* EXERCISE DIRECTIONS *
From the page on locum tenens taxes in Texas, return the passage between "Why this assumption" and "perform the work.", inclusive, copied word for word.

* PAGE EXTRACT *
---+---

Locum Tenens Taxes in Texas
Texas has no state income tax. That doesn't mean a Texas-based locum owes nothing to the states where the work actually happens.
TL;DR: Texas Residency Isn't a Force Field
Texas has no individual income tax, so a genuine Texas resident who works exclusively on Texas assignments owes no state income tax on that income. But most locum physicians don't work exclusively in Texas. The moment you cross into a state that has an income tax and physically perform work there, that state can tax the income you earned inside its borders, regardless of where you live. Texas residency saves you tax on Texas-sourced income and income earned in other no-tax states. It does nothing for income you earn on assignment in California, New York, or any other state that taxes nonresidents on work performed within its borders.
Ask a locum tenens physician based in Texas whether they owe state income tax, and the answer is almost always a confident "no." Texas is one of the small handful of states with no individual income tax, and that fact gets repeated constantly in locum forums, recruiter pitches, and general career advice. It's true, as far as it goes.
Where it breaks down is the assumption that Texas residency covers all of your income, no matter where you earn it. It doesn't. This guide is the narrow, state-specific companion to our broader Locum Tenens Tax Home Guide, focused entirely on what Texas residency does and doesn't buy you when your assignments take you across state lines.
"I Live in Texas So I Don't Owe State Tax"
Why this assumption costs locum physicians real money
This is the single most common and most expensive misconception we see from Texas-based locum physicians. The logic sounds airtight: "I'm a Texas resident, Texas has no income tax, therefore I owe no state income tax." The problem is that state income tax isn't only a function of where you live. It's also, independently, a function of where you physically perform the work.
Source-State Taxation
Nearly every state that levies an individual income tax applies what's called source-state taxation to nonresidents: if you earn income from work physically performed inside that state's borders, the state can tax that income, even if you've never lived there, never intend to live there, and file zero other returns in that state. This rule exists specifically so that out-of-state workers can't earn money in a state's economy, use its roads, hospitals, and infrastructure, and walk away having paid that state nothing.
A Texas resident who accepts a 10-week locum assignment at a hospital in Sacramento is, for those 10 weeks, earning California-source income. California doesn't care that the physician's driver's license, home, and family are in Austin. It taxes the wages earned for work performed inside California, under its own nonresident withholding and filing rules.

---+---

* Stored items *
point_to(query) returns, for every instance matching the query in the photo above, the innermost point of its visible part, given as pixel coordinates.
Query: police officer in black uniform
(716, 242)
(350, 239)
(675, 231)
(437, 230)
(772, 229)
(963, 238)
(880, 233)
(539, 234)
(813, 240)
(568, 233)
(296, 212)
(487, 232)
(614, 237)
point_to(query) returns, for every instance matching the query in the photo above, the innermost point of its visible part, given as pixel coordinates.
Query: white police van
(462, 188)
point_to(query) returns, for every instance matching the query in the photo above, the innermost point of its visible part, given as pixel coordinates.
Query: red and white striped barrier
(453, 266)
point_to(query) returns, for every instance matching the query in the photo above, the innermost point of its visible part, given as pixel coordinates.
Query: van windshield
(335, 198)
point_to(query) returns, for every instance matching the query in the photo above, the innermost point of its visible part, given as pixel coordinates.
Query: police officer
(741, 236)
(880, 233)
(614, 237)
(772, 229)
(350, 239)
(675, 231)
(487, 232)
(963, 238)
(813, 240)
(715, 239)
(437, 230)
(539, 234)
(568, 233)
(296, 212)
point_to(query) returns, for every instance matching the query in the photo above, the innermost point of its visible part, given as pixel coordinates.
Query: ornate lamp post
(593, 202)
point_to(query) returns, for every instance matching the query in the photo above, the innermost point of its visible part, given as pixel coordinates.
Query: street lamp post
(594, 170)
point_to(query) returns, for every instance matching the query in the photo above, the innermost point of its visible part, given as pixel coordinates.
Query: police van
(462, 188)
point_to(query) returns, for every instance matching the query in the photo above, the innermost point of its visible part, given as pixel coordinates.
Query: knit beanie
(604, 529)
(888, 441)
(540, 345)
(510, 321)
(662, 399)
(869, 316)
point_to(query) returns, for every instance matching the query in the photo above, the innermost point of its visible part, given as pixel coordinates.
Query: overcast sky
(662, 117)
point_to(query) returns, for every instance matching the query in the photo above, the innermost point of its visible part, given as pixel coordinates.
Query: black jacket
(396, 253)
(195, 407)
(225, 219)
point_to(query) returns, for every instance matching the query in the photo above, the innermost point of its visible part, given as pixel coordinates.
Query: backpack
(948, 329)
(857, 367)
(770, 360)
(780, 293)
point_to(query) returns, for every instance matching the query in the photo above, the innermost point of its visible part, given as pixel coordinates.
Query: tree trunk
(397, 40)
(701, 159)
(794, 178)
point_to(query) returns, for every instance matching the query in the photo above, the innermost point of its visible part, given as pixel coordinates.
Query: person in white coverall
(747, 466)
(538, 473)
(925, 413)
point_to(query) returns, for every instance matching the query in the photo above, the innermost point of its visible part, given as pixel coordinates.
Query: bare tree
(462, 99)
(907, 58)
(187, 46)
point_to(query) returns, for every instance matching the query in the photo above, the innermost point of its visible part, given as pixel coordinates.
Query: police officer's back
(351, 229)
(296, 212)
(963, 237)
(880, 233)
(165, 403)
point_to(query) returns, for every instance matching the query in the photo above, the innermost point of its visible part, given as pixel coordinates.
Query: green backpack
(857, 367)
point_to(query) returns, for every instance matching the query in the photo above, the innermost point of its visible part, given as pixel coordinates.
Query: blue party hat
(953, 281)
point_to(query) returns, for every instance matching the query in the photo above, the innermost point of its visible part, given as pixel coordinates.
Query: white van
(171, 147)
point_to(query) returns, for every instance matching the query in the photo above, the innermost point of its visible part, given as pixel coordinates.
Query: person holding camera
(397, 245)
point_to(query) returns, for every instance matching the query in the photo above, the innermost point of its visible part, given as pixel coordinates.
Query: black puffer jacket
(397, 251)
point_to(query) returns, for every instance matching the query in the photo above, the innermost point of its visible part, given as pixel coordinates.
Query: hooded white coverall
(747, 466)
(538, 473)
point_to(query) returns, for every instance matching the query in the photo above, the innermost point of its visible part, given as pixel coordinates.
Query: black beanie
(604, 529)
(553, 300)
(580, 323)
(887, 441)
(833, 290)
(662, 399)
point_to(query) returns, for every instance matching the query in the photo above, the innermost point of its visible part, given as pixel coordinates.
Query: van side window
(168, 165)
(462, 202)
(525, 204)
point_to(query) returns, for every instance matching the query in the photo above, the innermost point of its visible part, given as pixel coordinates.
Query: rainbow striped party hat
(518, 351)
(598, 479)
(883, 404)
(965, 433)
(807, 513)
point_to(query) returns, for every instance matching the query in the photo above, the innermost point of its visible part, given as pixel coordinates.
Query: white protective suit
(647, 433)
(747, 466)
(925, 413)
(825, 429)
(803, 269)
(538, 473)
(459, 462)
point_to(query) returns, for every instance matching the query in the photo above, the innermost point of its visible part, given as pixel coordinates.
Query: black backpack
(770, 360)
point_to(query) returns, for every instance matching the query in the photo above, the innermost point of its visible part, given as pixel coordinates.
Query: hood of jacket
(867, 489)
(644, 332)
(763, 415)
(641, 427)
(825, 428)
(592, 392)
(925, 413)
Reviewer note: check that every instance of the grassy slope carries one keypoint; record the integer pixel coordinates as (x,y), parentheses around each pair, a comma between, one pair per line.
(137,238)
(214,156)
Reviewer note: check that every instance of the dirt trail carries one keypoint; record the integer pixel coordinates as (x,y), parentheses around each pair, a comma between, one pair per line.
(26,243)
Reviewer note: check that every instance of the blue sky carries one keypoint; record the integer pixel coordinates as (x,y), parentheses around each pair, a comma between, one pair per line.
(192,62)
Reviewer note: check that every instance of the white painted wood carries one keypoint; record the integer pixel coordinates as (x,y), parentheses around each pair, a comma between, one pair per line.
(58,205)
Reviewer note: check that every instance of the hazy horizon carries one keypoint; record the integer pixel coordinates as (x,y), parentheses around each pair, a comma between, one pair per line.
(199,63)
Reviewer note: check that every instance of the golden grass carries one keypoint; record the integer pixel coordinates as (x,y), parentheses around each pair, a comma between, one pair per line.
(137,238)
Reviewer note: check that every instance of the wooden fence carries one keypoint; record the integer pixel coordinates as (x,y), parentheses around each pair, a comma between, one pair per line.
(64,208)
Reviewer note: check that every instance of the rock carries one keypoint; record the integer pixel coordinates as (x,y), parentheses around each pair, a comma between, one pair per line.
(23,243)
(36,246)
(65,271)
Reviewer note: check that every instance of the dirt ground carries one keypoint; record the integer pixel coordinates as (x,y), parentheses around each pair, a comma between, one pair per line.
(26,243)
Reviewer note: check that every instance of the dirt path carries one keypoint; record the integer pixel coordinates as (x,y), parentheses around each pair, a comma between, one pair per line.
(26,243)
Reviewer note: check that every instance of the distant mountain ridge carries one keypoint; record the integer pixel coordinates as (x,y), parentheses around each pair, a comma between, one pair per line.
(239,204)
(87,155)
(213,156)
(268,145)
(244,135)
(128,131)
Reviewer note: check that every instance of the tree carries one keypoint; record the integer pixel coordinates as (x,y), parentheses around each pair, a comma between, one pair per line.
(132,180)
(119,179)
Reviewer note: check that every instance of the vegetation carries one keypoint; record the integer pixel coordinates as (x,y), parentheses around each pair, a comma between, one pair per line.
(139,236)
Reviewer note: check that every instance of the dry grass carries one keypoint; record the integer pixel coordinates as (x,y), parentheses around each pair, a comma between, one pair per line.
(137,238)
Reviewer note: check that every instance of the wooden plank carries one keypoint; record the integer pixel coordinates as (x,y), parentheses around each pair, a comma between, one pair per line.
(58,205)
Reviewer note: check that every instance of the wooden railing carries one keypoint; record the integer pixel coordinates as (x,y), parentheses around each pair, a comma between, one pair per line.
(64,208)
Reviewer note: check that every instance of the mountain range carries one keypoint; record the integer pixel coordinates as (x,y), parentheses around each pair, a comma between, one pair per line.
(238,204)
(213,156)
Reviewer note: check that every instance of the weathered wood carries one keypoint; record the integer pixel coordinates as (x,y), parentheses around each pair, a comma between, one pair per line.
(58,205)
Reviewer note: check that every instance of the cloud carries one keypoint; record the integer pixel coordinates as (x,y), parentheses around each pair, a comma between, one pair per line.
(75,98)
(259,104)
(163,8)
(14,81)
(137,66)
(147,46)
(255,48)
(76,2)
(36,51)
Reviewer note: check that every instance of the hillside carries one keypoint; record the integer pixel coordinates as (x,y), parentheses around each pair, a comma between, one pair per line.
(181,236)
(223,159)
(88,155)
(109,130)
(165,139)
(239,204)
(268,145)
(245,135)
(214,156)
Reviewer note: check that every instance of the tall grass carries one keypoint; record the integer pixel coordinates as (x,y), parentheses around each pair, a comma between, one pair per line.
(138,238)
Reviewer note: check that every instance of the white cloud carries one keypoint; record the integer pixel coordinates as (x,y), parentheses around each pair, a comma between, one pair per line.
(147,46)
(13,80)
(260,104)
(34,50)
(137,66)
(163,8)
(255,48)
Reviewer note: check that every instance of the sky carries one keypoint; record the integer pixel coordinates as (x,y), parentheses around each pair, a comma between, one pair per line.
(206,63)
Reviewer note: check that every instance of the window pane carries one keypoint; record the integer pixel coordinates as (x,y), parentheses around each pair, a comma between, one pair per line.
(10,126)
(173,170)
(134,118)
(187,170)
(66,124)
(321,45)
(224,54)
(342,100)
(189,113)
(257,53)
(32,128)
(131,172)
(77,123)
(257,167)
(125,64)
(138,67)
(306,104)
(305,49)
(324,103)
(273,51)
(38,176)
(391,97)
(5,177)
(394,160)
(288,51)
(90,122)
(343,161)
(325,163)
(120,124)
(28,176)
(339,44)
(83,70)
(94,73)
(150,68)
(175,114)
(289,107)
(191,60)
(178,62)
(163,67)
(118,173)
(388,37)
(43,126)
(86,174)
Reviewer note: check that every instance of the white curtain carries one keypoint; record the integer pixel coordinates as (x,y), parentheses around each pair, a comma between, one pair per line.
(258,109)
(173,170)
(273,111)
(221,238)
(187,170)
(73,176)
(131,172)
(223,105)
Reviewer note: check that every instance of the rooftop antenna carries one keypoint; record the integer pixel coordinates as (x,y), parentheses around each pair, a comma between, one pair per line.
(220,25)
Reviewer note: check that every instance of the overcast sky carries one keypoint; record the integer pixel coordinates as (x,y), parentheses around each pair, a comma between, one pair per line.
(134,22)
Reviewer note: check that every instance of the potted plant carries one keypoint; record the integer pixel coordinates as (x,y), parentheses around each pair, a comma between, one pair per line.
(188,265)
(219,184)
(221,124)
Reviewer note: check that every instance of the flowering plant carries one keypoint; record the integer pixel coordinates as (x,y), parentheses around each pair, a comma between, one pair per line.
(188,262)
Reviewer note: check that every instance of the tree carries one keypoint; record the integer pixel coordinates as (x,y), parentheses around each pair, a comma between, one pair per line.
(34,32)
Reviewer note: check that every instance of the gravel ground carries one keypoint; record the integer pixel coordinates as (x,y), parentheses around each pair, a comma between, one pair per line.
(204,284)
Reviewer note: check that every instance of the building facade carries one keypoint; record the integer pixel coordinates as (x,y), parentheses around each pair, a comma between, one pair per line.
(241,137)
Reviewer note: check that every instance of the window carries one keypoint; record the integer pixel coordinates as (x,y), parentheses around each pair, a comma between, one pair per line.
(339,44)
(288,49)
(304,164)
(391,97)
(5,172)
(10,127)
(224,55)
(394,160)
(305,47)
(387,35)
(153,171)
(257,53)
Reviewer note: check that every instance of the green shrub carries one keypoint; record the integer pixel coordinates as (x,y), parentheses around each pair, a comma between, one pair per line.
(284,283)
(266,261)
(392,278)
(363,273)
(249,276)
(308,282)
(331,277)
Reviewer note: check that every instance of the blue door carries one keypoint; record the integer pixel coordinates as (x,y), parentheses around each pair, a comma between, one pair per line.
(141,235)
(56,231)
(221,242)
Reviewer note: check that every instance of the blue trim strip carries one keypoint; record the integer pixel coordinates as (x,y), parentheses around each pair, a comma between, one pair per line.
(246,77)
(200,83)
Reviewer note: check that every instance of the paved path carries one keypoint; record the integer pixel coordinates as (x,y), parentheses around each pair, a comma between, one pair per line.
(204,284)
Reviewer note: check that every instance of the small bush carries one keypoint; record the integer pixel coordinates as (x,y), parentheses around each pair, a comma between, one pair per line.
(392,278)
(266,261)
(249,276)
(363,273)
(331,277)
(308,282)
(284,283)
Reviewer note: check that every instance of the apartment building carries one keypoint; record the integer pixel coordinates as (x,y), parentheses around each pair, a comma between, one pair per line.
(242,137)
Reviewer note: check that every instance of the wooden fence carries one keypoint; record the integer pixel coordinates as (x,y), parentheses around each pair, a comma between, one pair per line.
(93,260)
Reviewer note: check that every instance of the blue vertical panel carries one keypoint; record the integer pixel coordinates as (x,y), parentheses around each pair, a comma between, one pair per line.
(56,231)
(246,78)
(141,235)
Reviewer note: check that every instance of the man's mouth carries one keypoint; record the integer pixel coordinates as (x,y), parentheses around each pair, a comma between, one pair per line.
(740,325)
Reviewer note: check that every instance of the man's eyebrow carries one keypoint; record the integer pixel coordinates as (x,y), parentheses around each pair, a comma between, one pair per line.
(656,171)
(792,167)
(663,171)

---+---

* REPLY TO THE EXERCISE *
Why this assumption costs locum physicians real money
This is the single most common and most expensive misconception we see from Texas-based locum physicians. The logic sounds airtight: "I'm a Texas resident, Texas has no income tax, therefore I owe no state income tax." The problem is that state income tax isn't only a function of where you live. It's also, independently, a function of where you physically perform the work.